== Segment start ==

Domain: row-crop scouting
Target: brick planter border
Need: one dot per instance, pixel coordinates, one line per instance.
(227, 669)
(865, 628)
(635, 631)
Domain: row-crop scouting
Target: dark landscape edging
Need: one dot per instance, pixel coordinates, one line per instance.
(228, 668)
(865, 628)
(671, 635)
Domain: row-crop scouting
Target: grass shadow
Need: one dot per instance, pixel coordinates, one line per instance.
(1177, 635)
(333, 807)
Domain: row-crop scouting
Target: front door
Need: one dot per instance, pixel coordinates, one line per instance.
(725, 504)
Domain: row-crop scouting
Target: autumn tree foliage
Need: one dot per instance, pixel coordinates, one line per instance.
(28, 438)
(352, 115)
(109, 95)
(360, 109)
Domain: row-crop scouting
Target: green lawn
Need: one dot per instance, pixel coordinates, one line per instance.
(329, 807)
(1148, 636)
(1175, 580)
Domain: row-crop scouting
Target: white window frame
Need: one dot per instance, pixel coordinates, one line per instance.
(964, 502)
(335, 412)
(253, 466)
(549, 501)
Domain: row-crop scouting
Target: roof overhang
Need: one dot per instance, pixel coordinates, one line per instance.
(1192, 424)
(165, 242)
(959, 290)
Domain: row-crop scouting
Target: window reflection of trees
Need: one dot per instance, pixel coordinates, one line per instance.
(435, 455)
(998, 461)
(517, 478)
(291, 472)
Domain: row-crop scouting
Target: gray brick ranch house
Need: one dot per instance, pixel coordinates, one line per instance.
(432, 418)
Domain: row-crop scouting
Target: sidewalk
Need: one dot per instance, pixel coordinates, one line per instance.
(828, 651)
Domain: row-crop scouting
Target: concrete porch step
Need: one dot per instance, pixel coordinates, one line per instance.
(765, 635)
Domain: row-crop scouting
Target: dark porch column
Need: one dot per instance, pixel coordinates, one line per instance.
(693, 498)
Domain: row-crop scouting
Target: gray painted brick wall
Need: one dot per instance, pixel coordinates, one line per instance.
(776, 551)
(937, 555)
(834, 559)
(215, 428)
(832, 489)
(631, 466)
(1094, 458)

== Segment end ==

## Work to be completed
Each line from the top of the entries above through the line containing "Target: grass shadow" must be transcribed exactly, and no other line may appear.

## Expected answer
Domain: row-crop scouting
Target: brick planter border
Need: one dot per instance, pixel coordinates, one line per instance.
(227, 669)
(865, 628)
(635, 631)
Domain: row-crop scouting
Target: dark landscape edging
Need: one dot per instance, pixel coordinates, one line per instance.
(228, 668)
(865, 628)
(671, 635)
Domain: row-crop scouting
Target: grass shadow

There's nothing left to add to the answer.